# [What is required]
Of all the entries below, only the lines from the one with "lemme see... yeah can you pull the dark" up to and including the one with "lemme see... yeah can you pull the cloudy" are to be duplicated exactly.

# [Material provided]
○ ○ ○ ○

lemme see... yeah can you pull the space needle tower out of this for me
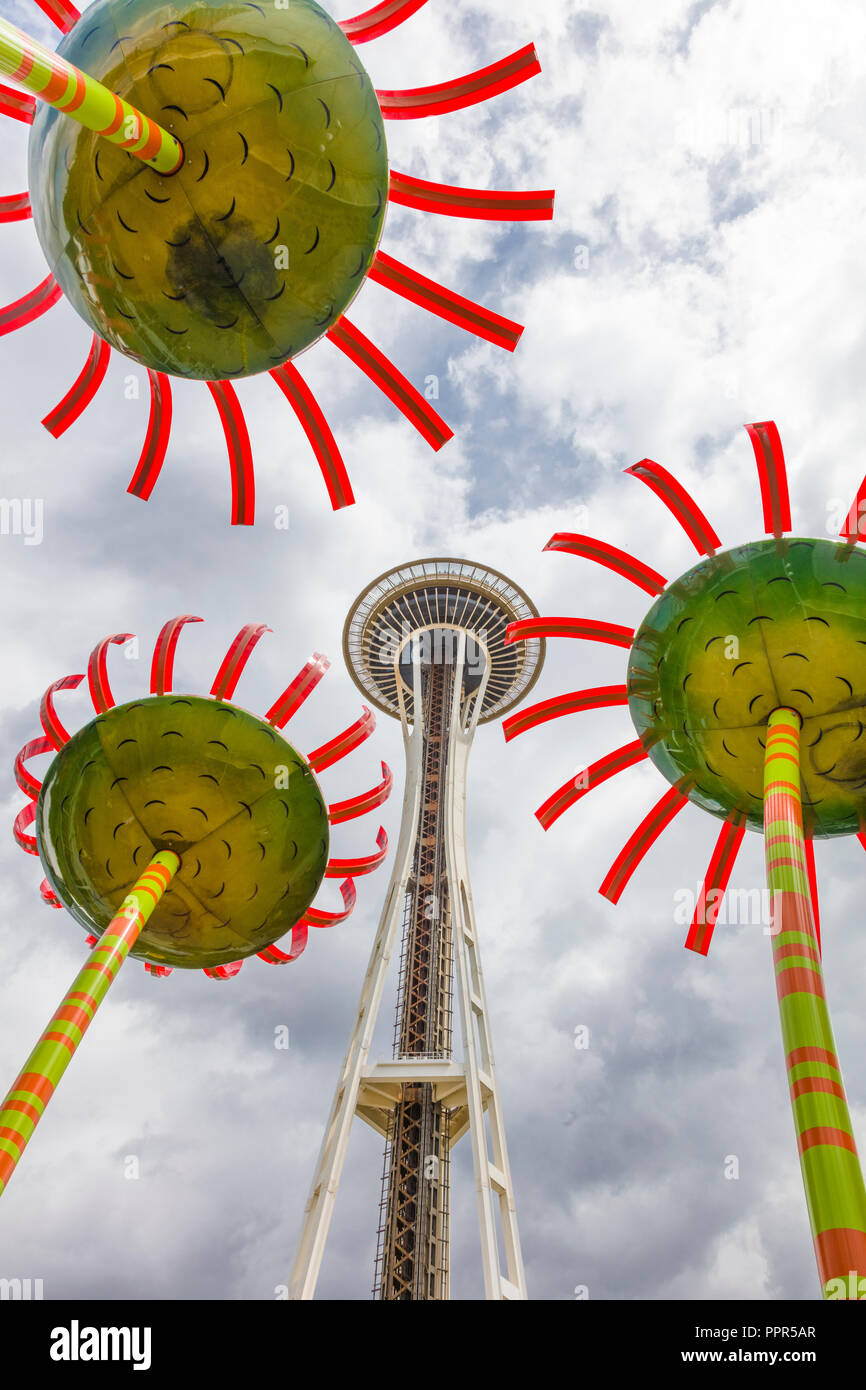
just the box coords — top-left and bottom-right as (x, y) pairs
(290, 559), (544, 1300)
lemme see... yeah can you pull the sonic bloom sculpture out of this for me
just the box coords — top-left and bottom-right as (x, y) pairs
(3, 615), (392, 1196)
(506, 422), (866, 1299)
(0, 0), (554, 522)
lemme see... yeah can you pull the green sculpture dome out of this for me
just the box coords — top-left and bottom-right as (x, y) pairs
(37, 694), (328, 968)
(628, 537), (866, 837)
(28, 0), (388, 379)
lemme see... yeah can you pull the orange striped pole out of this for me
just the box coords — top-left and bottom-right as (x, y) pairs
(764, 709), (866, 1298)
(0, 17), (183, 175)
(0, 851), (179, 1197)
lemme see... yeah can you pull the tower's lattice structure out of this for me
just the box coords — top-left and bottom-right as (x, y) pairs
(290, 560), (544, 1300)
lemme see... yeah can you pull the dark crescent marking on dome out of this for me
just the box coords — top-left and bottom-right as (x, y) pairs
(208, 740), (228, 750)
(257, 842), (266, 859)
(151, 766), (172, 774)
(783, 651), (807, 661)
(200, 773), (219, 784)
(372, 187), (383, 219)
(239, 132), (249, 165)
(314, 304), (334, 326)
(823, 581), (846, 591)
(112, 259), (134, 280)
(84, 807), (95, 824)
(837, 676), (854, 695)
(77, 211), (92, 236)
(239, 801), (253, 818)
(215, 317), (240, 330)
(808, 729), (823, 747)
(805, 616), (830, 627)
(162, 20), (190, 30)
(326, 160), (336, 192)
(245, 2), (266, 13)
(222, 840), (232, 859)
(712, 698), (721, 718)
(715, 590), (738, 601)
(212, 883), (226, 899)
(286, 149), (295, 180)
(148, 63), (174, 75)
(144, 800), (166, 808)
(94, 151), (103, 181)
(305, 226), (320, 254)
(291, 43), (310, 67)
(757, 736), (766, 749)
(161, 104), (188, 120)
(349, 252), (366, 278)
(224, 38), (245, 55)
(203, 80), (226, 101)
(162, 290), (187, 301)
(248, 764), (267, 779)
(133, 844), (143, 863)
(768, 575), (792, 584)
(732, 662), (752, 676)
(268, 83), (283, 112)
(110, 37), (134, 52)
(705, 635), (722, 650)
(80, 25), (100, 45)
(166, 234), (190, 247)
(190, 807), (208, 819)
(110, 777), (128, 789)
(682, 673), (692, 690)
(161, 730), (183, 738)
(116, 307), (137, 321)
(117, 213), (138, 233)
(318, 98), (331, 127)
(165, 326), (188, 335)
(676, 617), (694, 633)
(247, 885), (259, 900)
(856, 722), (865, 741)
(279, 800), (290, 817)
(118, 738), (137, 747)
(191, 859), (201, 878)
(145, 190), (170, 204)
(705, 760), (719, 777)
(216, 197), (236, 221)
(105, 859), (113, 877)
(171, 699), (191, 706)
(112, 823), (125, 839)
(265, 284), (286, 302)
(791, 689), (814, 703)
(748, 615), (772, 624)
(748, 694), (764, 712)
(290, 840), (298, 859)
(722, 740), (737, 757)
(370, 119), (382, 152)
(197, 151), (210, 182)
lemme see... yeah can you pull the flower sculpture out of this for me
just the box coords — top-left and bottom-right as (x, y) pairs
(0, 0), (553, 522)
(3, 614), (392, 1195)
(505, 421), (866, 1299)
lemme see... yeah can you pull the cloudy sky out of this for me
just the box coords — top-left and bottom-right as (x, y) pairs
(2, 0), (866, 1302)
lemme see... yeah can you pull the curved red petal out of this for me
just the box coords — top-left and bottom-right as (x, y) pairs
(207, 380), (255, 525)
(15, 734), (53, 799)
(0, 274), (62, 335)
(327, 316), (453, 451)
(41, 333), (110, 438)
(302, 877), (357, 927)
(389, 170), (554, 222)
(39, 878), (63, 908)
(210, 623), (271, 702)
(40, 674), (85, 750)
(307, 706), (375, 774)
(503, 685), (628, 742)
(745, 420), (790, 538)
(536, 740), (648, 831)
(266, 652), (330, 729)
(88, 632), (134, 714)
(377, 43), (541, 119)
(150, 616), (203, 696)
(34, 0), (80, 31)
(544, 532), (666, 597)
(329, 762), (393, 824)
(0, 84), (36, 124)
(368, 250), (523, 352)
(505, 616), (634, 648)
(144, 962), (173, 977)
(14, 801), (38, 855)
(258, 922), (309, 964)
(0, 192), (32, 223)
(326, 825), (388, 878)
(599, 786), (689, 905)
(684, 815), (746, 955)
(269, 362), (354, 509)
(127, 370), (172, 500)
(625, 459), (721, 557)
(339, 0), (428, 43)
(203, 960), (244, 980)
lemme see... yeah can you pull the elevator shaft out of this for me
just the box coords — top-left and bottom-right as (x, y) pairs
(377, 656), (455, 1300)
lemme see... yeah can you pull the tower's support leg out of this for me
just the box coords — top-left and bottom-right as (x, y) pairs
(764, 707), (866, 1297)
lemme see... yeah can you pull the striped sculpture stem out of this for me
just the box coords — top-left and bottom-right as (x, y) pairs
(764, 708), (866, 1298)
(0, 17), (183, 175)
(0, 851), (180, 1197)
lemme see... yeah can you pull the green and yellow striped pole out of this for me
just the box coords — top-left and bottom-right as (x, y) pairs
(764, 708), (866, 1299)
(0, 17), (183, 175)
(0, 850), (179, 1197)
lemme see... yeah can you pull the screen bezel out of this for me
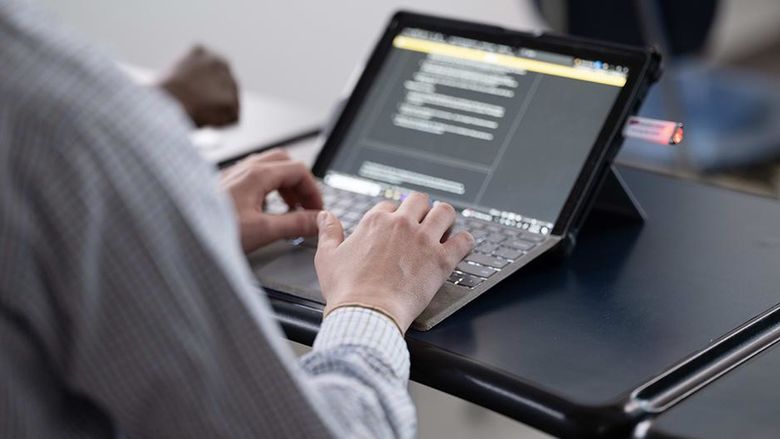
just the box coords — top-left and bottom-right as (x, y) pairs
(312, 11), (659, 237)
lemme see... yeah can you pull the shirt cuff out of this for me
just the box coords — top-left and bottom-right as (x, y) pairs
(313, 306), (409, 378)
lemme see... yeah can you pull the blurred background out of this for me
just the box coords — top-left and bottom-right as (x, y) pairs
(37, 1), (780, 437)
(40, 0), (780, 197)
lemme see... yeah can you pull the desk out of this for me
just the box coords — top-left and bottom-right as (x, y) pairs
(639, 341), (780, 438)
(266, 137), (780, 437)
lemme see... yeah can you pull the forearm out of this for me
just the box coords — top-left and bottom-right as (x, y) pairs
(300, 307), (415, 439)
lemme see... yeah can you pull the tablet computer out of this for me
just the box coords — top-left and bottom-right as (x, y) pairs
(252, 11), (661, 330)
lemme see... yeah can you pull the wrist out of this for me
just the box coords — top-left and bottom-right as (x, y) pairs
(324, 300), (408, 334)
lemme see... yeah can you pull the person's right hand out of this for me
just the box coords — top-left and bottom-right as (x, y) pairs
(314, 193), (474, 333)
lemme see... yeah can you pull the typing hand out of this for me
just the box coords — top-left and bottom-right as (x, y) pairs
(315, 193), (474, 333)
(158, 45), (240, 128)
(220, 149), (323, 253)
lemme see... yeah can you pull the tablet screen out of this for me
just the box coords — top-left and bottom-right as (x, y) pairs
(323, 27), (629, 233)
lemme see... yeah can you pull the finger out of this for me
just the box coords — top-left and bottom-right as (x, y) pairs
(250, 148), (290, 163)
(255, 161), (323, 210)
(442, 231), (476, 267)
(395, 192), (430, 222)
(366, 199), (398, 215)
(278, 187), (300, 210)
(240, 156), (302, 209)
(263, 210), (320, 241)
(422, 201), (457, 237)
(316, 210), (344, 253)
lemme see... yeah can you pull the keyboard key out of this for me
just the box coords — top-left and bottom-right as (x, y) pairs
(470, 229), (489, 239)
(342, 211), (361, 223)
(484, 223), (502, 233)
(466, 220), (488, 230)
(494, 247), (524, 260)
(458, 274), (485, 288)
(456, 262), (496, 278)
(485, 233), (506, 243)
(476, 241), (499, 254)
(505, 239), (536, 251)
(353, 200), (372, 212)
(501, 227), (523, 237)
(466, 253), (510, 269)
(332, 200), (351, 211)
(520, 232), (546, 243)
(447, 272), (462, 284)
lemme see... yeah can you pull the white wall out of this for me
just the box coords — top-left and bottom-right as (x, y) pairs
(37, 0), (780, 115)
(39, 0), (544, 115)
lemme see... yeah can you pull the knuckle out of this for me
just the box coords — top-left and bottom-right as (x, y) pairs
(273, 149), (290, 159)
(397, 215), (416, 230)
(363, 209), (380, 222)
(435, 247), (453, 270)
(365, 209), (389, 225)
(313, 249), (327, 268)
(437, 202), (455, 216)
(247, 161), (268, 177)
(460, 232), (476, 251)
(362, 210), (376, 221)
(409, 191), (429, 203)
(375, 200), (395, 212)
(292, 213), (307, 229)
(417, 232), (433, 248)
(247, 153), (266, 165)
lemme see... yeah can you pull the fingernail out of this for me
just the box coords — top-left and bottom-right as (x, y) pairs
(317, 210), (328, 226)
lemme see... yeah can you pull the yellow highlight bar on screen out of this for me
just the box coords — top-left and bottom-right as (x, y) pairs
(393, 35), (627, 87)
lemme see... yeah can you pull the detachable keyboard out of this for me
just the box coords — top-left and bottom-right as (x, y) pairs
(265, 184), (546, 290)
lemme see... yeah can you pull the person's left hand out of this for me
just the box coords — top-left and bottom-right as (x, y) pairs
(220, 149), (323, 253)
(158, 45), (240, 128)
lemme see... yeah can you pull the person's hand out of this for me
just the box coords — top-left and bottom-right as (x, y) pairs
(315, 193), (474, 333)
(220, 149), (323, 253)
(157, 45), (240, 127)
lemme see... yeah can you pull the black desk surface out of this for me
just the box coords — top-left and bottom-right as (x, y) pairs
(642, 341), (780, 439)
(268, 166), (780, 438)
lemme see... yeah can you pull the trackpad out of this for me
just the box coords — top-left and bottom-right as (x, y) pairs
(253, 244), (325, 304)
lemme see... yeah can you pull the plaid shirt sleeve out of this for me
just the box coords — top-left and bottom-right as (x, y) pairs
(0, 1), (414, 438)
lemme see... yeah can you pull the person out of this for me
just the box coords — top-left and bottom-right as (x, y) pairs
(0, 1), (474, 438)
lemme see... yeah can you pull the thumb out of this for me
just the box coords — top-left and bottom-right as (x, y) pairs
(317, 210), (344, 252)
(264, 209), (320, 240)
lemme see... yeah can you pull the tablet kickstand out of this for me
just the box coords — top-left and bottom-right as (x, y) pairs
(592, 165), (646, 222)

○ ○ ○ ○

# [The completed task]
lemme see... yeah can you pull the dark crescent marking on dome out of this for me
just the box coords — top-left and bottom-right as (x, y) pairs
(208, 740), (228, 750)
(257, 842), (266, 859)
(151, 766), (172, 774)
(783, 651), (807, 661)
(200, 773), (219, 784)
(372, 187), (383, 219)
(239, 132), (249, 165)
(314, 304), (334, 326)
(823, 581), (846, 591)
(112, 259), (134, 280)
(84, 807), (95, 824)
(837, 676), (854, 695)
(77, 211), (92, 236)
(239, 801), (253, 818)
(215, 317), (240, 330)
(808, 729), (823, 747)
(805, 616), (830, 627)
(162, 20), (190, 30)
(326, 160), (336, 192)
(245, 2), (266, 13)
(222, 840), (232, 859)
(712, 698), (721, 718)
(715, 590), (738, 601)
(212, 883), (226, 899)
(286, 149), (295, 180)
(148, 63), (174, 75)
(144, 800), (166, 808)
(94, 151), (103, 181)
(305, 226), (320, 254)
(291, 43), (310, 67)
(757, 736), (766, 749)
(161, 104), (188, 120)
(349, 252), (366, 278)
(224, 38), (245, 55)
(203, 80), (226, 101)
(162, 290), (187, 301)
(248, 764), (267, 779)
(133, 844), (143, 863)
(768, 575), (792, 584)
(732, 662), (752, 676)
(268, 83), (283, 112)
(110, 37), (134, 52)
(705, 635), (722, 650)
(80, 25), (100, 45)
(166, 234), (190, 247)
(190, 807), (208, 819)
(110, 777), (128, 789)
(682, 673), (692, 690)
(161, 730), (183, 738)
(116, 307), (137, 321)
(117, 213), (138, 233)
(318, 98), (331, 127)
(165, 326), (188, 335)
(676, 617), (694, 633)
(247, 885), (259, 900)
(856, 722), (865, 741)
(279, 800), (290, 817)
(118, 738), (137, 747)
(191, 859), (201, 878)
(145, 190), (170, 204)
(705, 760), (719, 777)
(216, 197), (236, 221)
(105, 859), (113, 877)
(171, 699), (191, 706)
(112, 823), (125, 839)
(265, 284), (286, 302)
(791, 689), (814, 703)
(748, 615), (772, 624)
(748, 694), (764, 712)
(290, 840), (298, 859)
(722, 740), (737, 757)
(370, 119), (382, 152)
(197, 151), (210, 182)
lemme see... yeah can you pull the flower sculpture out of this for me
just the box coords — top-left and bottom-right as (x, y) pairs
(0, 0), (553, 522)
(3, 614), (392, 1195)
(505, 421), (866, 1299)
lemme see... yeah can you pull the cloudy sky out of this for me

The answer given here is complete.